● **GIVEN INSTRUCTION**
The records that follow are to be repeated without alteration.

-- begin DATA LINES --

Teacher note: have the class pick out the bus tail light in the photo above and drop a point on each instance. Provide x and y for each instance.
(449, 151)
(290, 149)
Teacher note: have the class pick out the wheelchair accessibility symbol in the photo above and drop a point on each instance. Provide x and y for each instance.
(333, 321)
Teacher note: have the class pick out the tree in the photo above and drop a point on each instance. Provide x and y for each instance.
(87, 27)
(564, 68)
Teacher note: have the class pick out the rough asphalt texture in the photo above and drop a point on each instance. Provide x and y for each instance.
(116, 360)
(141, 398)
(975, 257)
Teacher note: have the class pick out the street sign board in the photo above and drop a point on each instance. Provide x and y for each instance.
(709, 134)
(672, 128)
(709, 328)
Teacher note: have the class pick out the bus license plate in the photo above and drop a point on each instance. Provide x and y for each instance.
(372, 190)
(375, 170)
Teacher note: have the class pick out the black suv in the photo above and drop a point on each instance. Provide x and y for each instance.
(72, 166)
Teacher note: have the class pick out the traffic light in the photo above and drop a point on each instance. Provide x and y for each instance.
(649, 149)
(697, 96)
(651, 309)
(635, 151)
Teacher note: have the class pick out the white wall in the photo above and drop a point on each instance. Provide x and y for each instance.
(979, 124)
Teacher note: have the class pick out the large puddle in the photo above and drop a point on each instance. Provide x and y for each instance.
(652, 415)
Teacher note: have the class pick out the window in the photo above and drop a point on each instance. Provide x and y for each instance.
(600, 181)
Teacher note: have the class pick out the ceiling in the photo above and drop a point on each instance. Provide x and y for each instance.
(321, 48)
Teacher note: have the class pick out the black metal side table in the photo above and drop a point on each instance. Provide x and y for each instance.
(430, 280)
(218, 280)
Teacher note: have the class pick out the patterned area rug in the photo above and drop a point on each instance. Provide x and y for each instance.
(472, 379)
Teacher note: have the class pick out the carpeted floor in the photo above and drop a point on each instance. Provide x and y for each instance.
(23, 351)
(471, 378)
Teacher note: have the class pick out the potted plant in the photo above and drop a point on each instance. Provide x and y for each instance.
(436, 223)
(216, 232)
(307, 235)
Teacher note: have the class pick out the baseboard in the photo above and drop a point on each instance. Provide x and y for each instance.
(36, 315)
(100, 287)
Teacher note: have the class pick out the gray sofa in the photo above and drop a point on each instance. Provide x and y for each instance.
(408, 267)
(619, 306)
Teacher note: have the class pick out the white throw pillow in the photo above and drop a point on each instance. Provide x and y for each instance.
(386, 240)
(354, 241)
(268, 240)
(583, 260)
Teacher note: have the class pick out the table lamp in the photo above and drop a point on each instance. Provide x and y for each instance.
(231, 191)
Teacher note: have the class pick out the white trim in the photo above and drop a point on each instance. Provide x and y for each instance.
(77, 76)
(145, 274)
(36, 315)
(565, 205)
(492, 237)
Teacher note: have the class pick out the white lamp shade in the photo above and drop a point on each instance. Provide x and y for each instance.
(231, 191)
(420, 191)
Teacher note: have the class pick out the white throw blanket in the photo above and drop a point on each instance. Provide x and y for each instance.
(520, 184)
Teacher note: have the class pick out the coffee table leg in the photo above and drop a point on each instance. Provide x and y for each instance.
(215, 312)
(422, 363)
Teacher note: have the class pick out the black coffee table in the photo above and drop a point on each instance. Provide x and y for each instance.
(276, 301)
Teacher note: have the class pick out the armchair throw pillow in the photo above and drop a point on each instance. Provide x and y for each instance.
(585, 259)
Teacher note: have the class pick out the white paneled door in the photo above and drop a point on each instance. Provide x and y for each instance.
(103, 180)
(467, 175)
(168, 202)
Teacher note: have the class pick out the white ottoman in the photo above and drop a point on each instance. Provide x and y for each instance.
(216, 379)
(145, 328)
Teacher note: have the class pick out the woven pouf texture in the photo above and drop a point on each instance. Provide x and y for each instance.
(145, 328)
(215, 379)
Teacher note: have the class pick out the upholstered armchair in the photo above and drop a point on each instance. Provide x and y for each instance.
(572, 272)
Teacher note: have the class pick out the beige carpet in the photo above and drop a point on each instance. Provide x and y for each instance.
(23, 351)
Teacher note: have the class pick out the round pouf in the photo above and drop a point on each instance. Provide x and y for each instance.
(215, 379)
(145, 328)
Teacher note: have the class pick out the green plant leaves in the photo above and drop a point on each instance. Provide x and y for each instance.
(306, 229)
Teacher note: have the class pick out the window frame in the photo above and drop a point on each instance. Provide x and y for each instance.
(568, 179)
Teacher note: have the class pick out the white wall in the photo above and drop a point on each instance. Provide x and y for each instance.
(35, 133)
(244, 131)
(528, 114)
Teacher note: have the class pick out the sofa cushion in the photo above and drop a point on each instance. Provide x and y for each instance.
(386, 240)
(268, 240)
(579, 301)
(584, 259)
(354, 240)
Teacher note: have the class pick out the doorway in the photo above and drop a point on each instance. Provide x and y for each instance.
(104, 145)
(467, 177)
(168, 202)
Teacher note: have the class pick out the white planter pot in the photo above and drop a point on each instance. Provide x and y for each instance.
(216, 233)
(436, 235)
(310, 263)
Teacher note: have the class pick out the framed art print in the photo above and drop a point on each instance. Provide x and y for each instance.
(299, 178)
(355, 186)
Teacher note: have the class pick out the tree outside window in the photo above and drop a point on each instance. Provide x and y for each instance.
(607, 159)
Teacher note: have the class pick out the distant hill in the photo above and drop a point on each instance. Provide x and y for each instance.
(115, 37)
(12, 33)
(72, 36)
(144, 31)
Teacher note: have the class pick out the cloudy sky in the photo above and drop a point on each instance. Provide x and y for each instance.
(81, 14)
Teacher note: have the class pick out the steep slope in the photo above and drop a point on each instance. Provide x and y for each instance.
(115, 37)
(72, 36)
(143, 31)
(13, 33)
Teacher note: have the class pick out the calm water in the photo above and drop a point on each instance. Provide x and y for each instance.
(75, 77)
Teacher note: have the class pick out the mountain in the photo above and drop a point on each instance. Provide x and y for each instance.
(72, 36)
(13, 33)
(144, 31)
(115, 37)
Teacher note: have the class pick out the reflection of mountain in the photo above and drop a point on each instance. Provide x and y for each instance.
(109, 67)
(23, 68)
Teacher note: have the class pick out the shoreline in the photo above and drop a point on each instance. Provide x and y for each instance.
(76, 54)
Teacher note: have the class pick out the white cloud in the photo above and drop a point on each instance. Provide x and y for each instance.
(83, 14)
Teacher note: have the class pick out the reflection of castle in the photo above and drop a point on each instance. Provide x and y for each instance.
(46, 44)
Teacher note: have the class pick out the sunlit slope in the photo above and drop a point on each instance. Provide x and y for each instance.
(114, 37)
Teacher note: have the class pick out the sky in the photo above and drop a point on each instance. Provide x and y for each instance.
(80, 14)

-- end DATA LINES --

● **TASK SOLUTION**
Teacher note: have the class pick out the bus tail light in the photo above and drop a point on each instance. Provide x and y for each instance.
(449, 151)
(290, 149)
Teacher note: have the class pick out the wheelchair accessibility symbol in the photo above and drop a point on each instance. Provide x and y for each instance.
(333, 321)
Teacher note: have the class pick out the tree in the photo above and drop a point on each instance. Provide x and y for each instance.
(87, 27)
(564, 68)
Teacher note: have the class pick out the rough asphalt texture in the photo above and drop a point on each instance. Provide x and y for each instance.
(116, 360)
(141, 398)
(975, 257)
Teacher note: have the class pick out the street sign board in the photo above and drop a point on each instance. Provide x and y for each instance.
(709, 134)
(672, 128)
(709, 328)
Teacher note: have the class pick out the bus license plate in the photo above and drop a point on each instance. Provide x and y for each instance.
(372, 190)
(375, 170)
Teacher note: have the class pick out the black suv in the photo above and drop a point on each instance. Provide x and y for each instance.
(72, 166)
Teacher note: have the class pick out the traffic light in the photo above and drop a point on each instance. Provide x and y for each instance.
(649, 149)
(697, 96)
(651, 309)
(635, 151)
Teacher note: have the class pick out the white wall in the photo above and drop a point on each instance. Provide x and y for each instance.
(979, 124)
Teacher note: have the class pick out the large puddle in the photo above and drop a point on each instance. Provide x and y for each instance.
(652, 415)
Teacher note: have the class pick out the window in the photo above and drop a point on each instance. Provide x and y for each instance.
(600, 181)
Teacher note: have the class pick out the ceiling in the photo above and drop a point on each instance. Provide x and y for each instance.
(321, 48)
Teacher note: have the class pick out the black metal side table in the photo above and drop a point on each instance. Provide x and y for each instance.
(430, 280)
(218, 280)
Teacher note: have the class pick out the patterned area rug in the photo above and drop a point on each instance. Provide x and y for each instance.
(472, 379)
Teacher note: have the class pick out the carpeted floor in the photo above and drop a point on each instance. Provide x and y for each instance.
(23, 351)
(471, 378)
Teacher note: have the class pick out the potted plant in the photo above and drop a point on each instance. Provide x and y for each instance.
(436, 223)
(216, 232)
(307, 235)
Teacher note: have the class pick out the baseboard in the photo above and drop a point on each instance. Provide x and y for each instance.
(36, 315)
(100, 287)
Teacher note: have the class pick out the gray sofa in the photo above and drop a point on each instance. Provide x and y for each instance.
(408, 267)
(619, 306)
Teacher note: have the class pick out the white throw pillow in the photo above and drop a point on each instance. Provide x and y for each instance.
(386, 240)
(354, 241)
(268, 240)
(583, 260)
Teacher note: have the class pick out the table lamp in the photo above and drop a point on each instance. Provide x and y for each instance.
(231, 191)
Teacher note: have the class pick out the white trim in the photo above and drop a point on each instance. Provide x and y for each instance.
(77, 76)
(145, 274)
(36, 315)
(565, 205)
(492, 237)
Teacher note: have the class pick out the white lamp shade in the photo above and drop a point on each instance. Provide x and y for each instance.
(231, 191)
(420, 191)
Teacher note: have the class pick out the white throw blanket in the photo above and drop a point on each instance. Provide x and y for each instance.
(520, 184)
Teacher note: have the class pick out the coffee table leg in the photo above and drop a point on each instance. Provide x and y for each instance.
(215, 312)
(422, 363)
Teacher note: have the class pick out the black coffee table in the photo above and drop a point on each instance. Provide x and y for each instance.
(276, 301)
Teacher note: have the class pick out the armchair throw pillow in the photo above and drop a point on each instance. Provide x and y for each instance.
(585, 259)
Teacher note: have the class pick out the white paneled door in the photo above and drop a point on each instance. Provide x and y for each instance.
(103, 180)
(467, 175)
(168, 202)
Teacher note: have the class pick out the white ottoman in the photo above and drop a point on each instance. Provide x and y for each instance.
(216, 379)
(145, 328)
Teacher note: have the class pick out the woven pouf texture in the photo above and drop a point on each instance. Provide x and y for each instance.
(145, 328)
(215, 379)
Teacher note: have the class pick out the upholstered armchair in the photo above and drop a point on each instance. Provide x and y for each instance.
(572, 272)
Teacher note: have the class pick out the beige carpet in the photo above and drop a point on each instance. Provide x and y for each instance.
(23, 351)
Teacher note: have the class pick out the round pouf in the photo above and drop a point on each instance. Provide x and y for each instance.
(215, 379)
(145, 328)
Teacher note: have the class pick out the green plant leaves in the photo above and drop a point on each instance. Provide x and y for each instance.
(306, 229)
Teacher note: have the class pick out the window frame in the photo above and drop a point on each instance. Provide x and y for each instance.
(568, 179)
Teacher note: have the class pick out the white wall in the photo above and drop a point on each instance. Provide x and y for each instance.
(35, 133)
(244, 131)
(528, 114)
Teacher note: have the class pick out the sofa cushion in the photo above and drop a point on each instance. Provide x and y for each instance.
(386, 240)
(268, 240)
(579, 301)
(584, 259)
(354, 240)
Teacher note: have the class pick out the doorway in the photo above and drop a point on each instance. Provide x and y for each instance.
(104, 145)
(467, 177)
(168, 202)
Teacher note: have the class pick out the white planter pot in the photo above and drop a point on each instance. Provide x and y for each instance.
(216, 233)
(436, 235)
(310, 263)
Teacher note: have the class pick out the framed art print in the photo above and drop a point on each instance. Provide x and y for each instance.
(299, 178)
(355, 186)
Teacher note: have the class pick out the tree outside window in the photo above and drop a point on each instance. Provide x and y for each instance.
(607, 159)
Teacher note: have the class pick out the distant hill in the photo above and drop a point on each instance. Provide x and y for each instance.
(115, 37)
(12, 33)
(72, 36)
(144, 31)
Teacher note: have the class pick out the cloudy sky in the photo above and drop a point on each instance. Provide x and y for each instance.
(81, 14)
Teacher note: have the class pick out the steep slope in the photo above and drop a point on each instance. Provide x and y for each instance.
(115, 37)
(72, 36)
(143, 31)
(13, 33)
Teacher note: have the class pick out the calm water in the photo above and drop a point on each instance. Provide x and y for each instance.
(75, 77)
Teacher note: have the class pick out the mountain in the photo above and drop a point on each instance. Provide x and y for each instance.
(72, 36)
(13, 33)
(144, 31)
(115, 37)
Teacher note: have the class pick out the reflection of mountain in the photo above and drop a point on each instance. Provide x and y for each instance.
(109, 67)
(23, 68)
Teacher note: have the class pick out the shoreline in the photo above and drop a point on each instance. Provide x and y for each instance.
(76, 54)
Teacher note: have the class pick out the white cloud in the photo above and drop a point on each instance. Provide x and y for each instance.
(83, 14)
Teacher note: have the class pick out the reflection of castle in the photo above and drop a point on each instance. Provide x and y for each instance.
(46, 44)
Teacher note: have the class pick out the sunlit slope in the photo above and drop a point on each instance. Provide x and y for each instance.
(114, 37)
Teacher note: have the class pick out the sky in the photo above and drop a point on each instance. Provide x and y for each instance.
(80, 14)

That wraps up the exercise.